Records from a data collection:
※

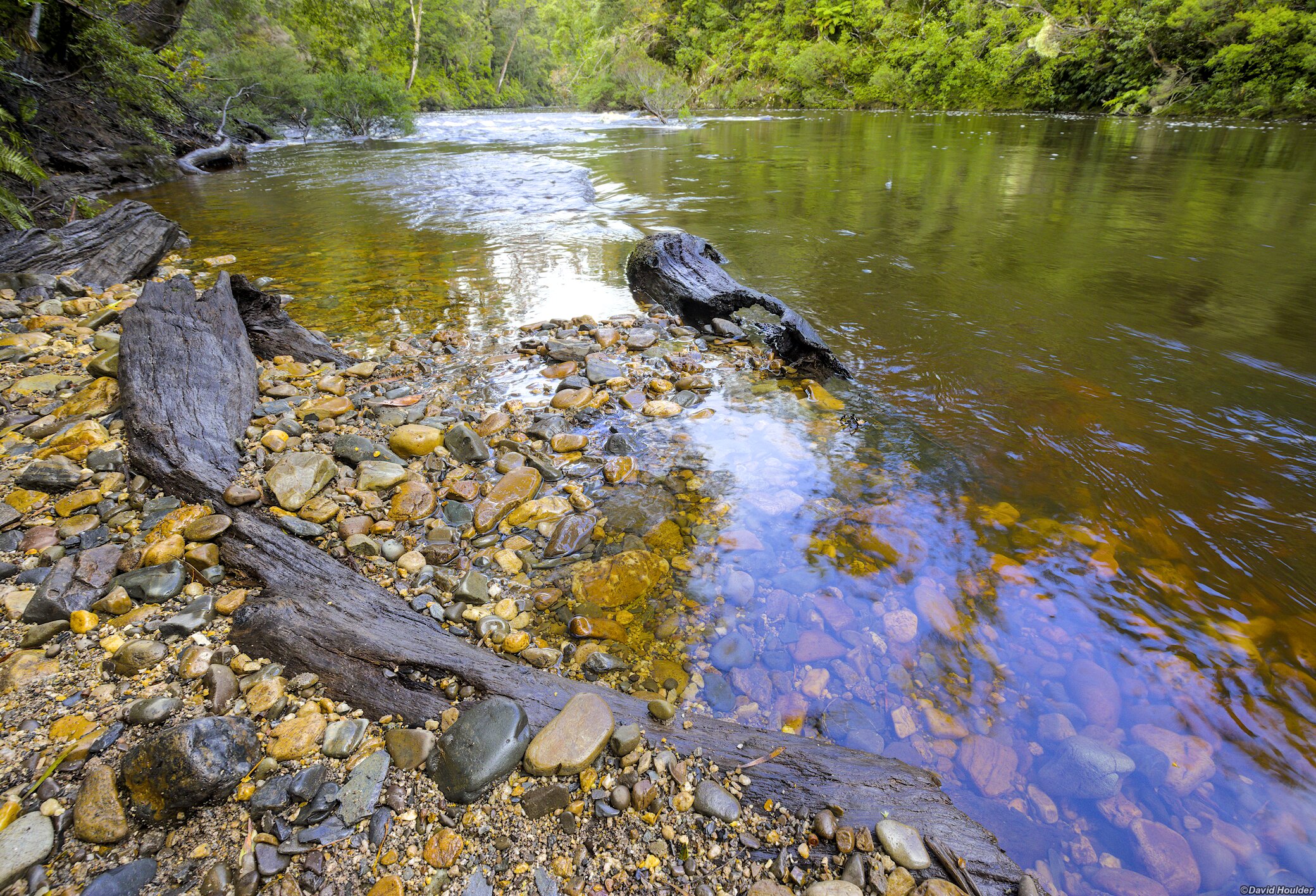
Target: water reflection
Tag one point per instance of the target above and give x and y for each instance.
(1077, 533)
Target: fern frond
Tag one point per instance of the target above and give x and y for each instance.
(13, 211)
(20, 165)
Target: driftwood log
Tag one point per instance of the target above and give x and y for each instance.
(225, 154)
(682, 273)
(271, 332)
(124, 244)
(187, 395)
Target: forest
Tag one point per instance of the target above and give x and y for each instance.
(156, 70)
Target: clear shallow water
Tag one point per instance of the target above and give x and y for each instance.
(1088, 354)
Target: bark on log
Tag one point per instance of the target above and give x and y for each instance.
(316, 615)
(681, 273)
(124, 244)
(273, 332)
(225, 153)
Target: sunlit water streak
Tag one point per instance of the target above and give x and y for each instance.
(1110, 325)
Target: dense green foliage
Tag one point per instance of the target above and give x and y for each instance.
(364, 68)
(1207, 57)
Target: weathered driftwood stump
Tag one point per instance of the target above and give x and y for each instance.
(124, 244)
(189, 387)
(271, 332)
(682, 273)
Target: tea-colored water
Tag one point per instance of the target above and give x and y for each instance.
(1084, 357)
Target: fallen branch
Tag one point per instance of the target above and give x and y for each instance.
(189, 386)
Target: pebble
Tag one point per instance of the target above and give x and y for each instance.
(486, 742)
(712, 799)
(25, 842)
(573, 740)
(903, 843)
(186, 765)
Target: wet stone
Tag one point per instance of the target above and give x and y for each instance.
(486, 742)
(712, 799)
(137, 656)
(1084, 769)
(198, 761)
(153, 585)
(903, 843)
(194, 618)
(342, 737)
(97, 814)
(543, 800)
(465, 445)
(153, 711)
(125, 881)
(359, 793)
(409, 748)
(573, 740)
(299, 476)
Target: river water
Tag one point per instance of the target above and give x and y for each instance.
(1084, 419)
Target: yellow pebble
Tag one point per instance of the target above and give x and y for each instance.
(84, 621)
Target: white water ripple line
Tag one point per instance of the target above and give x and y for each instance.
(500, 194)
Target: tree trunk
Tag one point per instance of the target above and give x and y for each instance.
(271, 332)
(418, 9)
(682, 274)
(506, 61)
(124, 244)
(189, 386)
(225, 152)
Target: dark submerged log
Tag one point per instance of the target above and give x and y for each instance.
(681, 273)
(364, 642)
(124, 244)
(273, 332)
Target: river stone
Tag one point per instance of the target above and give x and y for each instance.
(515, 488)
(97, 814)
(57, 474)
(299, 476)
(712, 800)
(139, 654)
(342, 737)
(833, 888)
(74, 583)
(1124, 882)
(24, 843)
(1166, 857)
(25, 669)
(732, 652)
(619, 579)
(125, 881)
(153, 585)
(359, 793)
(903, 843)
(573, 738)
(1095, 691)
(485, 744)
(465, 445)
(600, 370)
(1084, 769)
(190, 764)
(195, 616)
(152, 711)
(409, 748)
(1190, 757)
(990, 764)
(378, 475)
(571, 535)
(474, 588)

※

(Activity):
In the copy, include every record exactly and no pictures at all.

(Answer space):
Target: water reflection
Tag one point per instance of the target above and give x and y for each instance.
(1077, 533)
Target: fern frond
Tag one point per instance of the target above and give x and y for each instance.
(13, 211)
(20, 165)
Target: driftwood log
Tag one point per instance of the target above and give x and y for each instance.
(225, 154)
(682, 273)
(271, 332)
(124, 244)
(187, 395)
Target: forest
Tag one point per instance of the target above and give x and y for each instance.
(156, 70)
Target: clear shallow water
Tag one point per instance of the target above and give x and y for each instance.
(1088, 354)
Target: bark on log
Tag one point per instance of the target above and give x and y for each instance.
(316, 615)
(681, 273)
(124, 244)
(273, 332)
(225, 153)
Target: sunlit water streak
Tag one point per instance of the target above and give x and y for each instance.
(1110, 325)
Target: dense green foliage
Tag one point per instance of the target above and give x and y for each instance.
(364, 68)
(1207, 57)
Target: weathered driftwood stump
Tag one point per instance of the target above and give x and y for each instance.
(124, 244)
(189, 387)
(271, 332)
(682, 273)
Target: tea-colored water
Tag one point per instance of the target above and give x and y for each instance.
(1084, 357)
Target: fallen branch
Tag one point per instance of the target above and give x and y for each instance.
(189, 386)
Target: pebble
Tag one point per instance of the target above and give x and y for each instance.
(486, 742)
(712, 799)
(25, 842)
(573, 740)
(903, 843)
(186, 765)
Target: wet stone
Tag one point per instance of the target above and give x and y for each instance.
(486, 742)
(712, 799)
(137, 656)
(1084, 769)
(198, 761)
(153, 585)
(903, 843)
(194, 618)
(342, 737)
(97, 814)
(543, 800)
(465, 445)
(153, 711)
(125, 881)
(359, 793)
(409, 748)
(573, 740)
(299, 476)
Target: river water
Tag one point per instance of the target above and give x and y for each instance.
(1084, 419)
Target: yellow pebble
Tag one point per instance of the target above and give x and y for each instance.
(84, 621)
Target: white water ripple line
Tag one point per instance of the target above and give x and y for each instance.
(500, 194)
Target: tree trunk
Tag one point per instance of the target above and give x and y for each instance.
(271, 332)
(418, 9)
(682, 274)
(506, 61)
(124, 244)
(189, 386)
(225, 152)
Target: dark submerged log
Tag one point per instance of the target above and give x and y for each instance.
(681, 273)
(364, 642)
(124, 244)
(273, 332)
Target: river stone
Tag one point per instance of the target above and give x and y for each instance.
(515, 488)
(97, 814)
(57, 474)
(299, 476)
(712, 800)
(139, 654)
(342, 737)
(833, 888)
(74, 583)
(1124, 882)
(24, 843)
(1166, 857)
(25, 669)
(732, 652)
(619, 579)
(125, 881)
(153, 585)
(359, 793)
(903, 843)
(573, 738)
(1095, 691)
(485, 744)
(465, 445)
(600, 370)
(1084, 769)
(190, 764)
(195, 616)
(152, 711)
(409, 748)
(1190, 757)
(990, 764)
(378, 475)
(571, 535)
(474, 588)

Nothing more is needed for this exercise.